— BEGIN DOCUMENT SEGMENT —

# Upload NAT Calculator Traces to DBNL

This notebook uploads OTEL traces from the NAT calculator agent to DBNL for analysis.

**Prerequisites:**
- DBNL sandbox running (`dbnl sandbox start`)
- Trace files generated via `run_batch.py` or downloaded from S3

In [None]:
import dbnl
import pandas as pd
import json
from datetime import UTC, datetime, timedelta
import numpy as np
import random
from nat_otel_converter import dbnl_df_from_otel_file
from data_augment_helpers import compute_expected_answer, compute_feedback, compute_abs_error, est_cost_from_llm_tokens

print("dbnl version:", dbnl.__version__)

In [None]:
# Login to DBNL (using default Sandbox url)
app_url = "http://localhost:8080/"
dbnl.login(
    api_url="http://localhost:8080/api",
    api_token="<DBNL_API_KEY>", # found at http://localhost:8080/tokens
)

In [None]:
# Create project
project = dbnl.get_or_create_project(
    name="NAT Calculator HPO Example",
    schedule="daily",
    default_llm_model_name="quickstart_model" # From step (2) in quickstart
)

In [None]:
# Helper functions

def break_into_days(df, start_day, num_days, variation=0.10):
    """
    Split dataframe into daily chunks with Â±variation in size.
    Ensures all rows are used exactly once.
    """
    total_rows = len(df)
    base = total_rows / num_days
    sizes = []
    for _ in range(num_days):
        factor = 1 + np.random.uniform(-variation, variation)
        sizes.append(int(base * factor))

    scale = total_rows / sum(sizes)
    sizes = [int(s * scale) for s in sizes]
    sizes[-1] = total_rows - sum(sizes[:-1])

    day_dfs = []
    idx = 0
    for day_idx, size in enumerate(sizes):
        chunk = df.iloc[idx : idx + size].copy()
        idx += size

        chunk["timestamp"] = start_day.replace(hour=12) + timedelta(days=day_idx)

— END DOCUMENT SEGMENT —
— BEGIN WORKING DATA —

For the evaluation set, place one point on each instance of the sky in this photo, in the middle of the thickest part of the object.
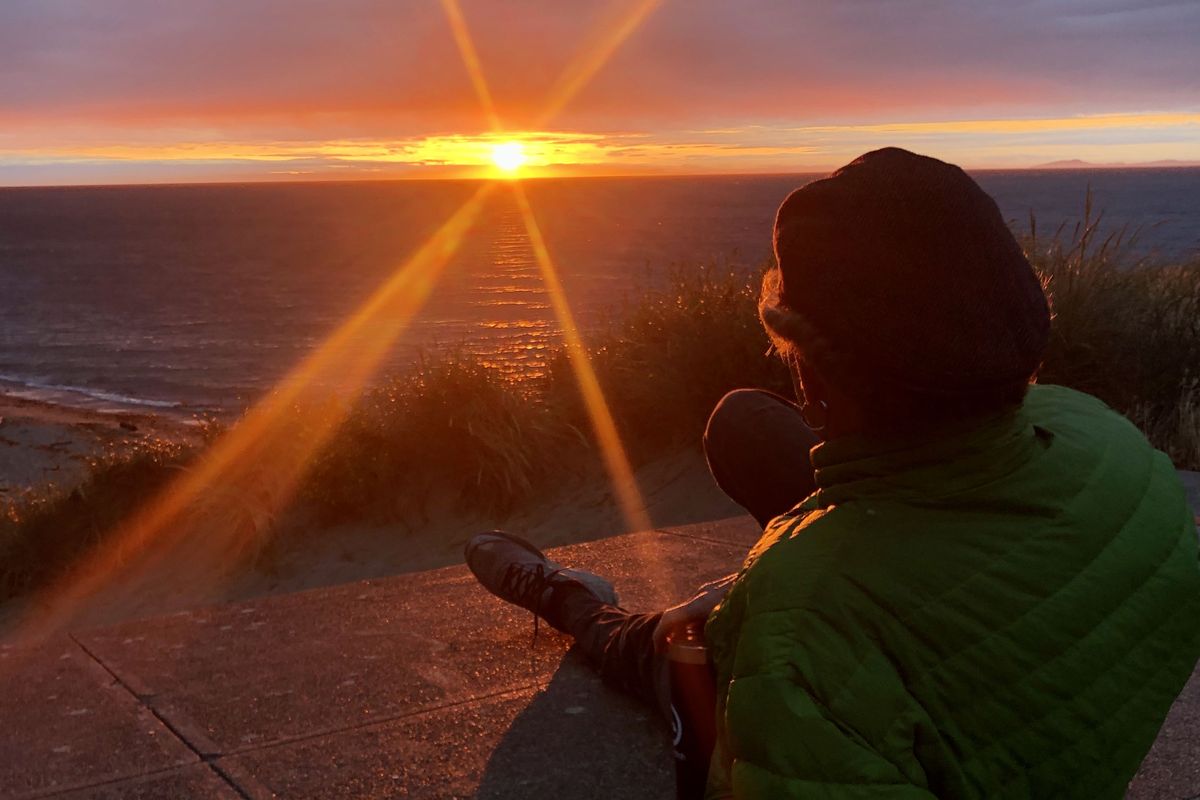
(108, 91)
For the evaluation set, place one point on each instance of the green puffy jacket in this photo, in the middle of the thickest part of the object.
(1005, 612)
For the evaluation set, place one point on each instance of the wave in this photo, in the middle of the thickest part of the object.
(76, 396)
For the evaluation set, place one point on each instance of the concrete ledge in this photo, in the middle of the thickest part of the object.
(419, 685)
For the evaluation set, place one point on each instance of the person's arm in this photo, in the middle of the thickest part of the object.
(783, 744)
(696, 609)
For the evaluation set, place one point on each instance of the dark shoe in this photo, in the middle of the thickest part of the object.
(516, 571)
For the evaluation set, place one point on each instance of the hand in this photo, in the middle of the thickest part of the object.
(693, 611)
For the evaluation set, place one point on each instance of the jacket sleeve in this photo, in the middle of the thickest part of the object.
(779, 743)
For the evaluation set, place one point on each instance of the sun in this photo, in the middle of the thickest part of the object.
(509, 156)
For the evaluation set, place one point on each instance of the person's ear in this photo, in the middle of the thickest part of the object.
(810, 386)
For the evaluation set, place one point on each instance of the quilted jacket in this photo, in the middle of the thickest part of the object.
(1003, 611)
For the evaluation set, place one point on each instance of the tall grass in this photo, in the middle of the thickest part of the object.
(1125, 330)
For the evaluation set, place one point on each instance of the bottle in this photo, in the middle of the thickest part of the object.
(693, 709)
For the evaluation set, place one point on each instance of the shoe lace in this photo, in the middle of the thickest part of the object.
(523, 583)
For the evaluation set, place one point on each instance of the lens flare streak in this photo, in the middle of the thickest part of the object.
(217, 512)
(611, 449)
(471, 61)
(213, 516)
(587, 64)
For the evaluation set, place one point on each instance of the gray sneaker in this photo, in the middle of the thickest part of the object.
(516, 571)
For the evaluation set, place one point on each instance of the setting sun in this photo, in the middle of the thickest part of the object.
(509, 156)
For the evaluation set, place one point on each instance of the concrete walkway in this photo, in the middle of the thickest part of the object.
(414, 686)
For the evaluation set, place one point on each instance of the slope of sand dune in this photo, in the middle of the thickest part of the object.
(43, 445)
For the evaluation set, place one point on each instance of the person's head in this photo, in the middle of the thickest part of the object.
(900, 299)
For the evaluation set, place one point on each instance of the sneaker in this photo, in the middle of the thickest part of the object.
(516, 571)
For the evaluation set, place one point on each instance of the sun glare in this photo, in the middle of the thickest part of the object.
(509, 156)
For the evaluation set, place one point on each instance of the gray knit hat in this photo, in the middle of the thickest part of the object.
(899, 271)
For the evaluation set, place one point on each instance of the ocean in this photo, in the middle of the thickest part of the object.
(197, 299)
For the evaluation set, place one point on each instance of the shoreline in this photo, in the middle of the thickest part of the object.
(46, 449)
(47, 446)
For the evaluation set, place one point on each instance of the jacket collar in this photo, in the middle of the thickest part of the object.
(948, 459)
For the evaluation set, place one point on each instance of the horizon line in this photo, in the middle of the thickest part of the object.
(1050, 167)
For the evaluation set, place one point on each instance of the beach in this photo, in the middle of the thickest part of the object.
(47, 449)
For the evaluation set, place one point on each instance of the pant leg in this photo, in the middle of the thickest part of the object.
(619, 643)
(757, 449)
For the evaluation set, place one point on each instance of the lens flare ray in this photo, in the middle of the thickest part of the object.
(628, 495)
(589, 61)
(202, 525)
(471, 60)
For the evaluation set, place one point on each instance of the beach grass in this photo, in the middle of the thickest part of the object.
(1126, 330)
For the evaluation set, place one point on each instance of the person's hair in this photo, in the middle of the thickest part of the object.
(887, 404)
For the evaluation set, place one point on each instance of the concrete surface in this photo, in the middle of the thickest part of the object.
(414, 686)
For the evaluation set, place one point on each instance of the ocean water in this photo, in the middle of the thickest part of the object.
(199, 298)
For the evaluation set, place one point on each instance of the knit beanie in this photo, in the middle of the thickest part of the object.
(899, 271)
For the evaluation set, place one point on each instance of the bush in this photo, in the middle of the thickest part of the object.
(1126, 330)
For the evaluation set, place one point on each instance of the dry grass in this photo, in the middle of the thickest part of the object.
(1126, 330)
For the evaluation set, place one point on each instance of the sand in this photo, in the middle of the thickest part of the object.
(46, 446)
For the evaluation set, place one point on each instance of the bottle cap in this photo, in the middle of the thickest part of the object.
(685, 644)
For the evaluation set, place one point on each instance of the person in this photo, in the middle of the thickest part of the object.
(967, 585)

— END WORKING DATA —

INSTRUCTIONS:
(A) In the notebook on uploading NAT calculator traces, what name is passed when the project is created?
(B) Pull out each line of the records that contains the string "flare", matching case exactly.
The records have no connection to the text above them.

OUTPUTS FOR THE TASKS:
(A) NAT Calculator HPO Example

(B)
For the evaluation set, place one point on each instance of the lens flare streak in this photo, in the middle of the thickest part of the object.
For the evaluation set, place one point on each instance of the lens flare ray in this photo, in the middle of the thickest part of the object.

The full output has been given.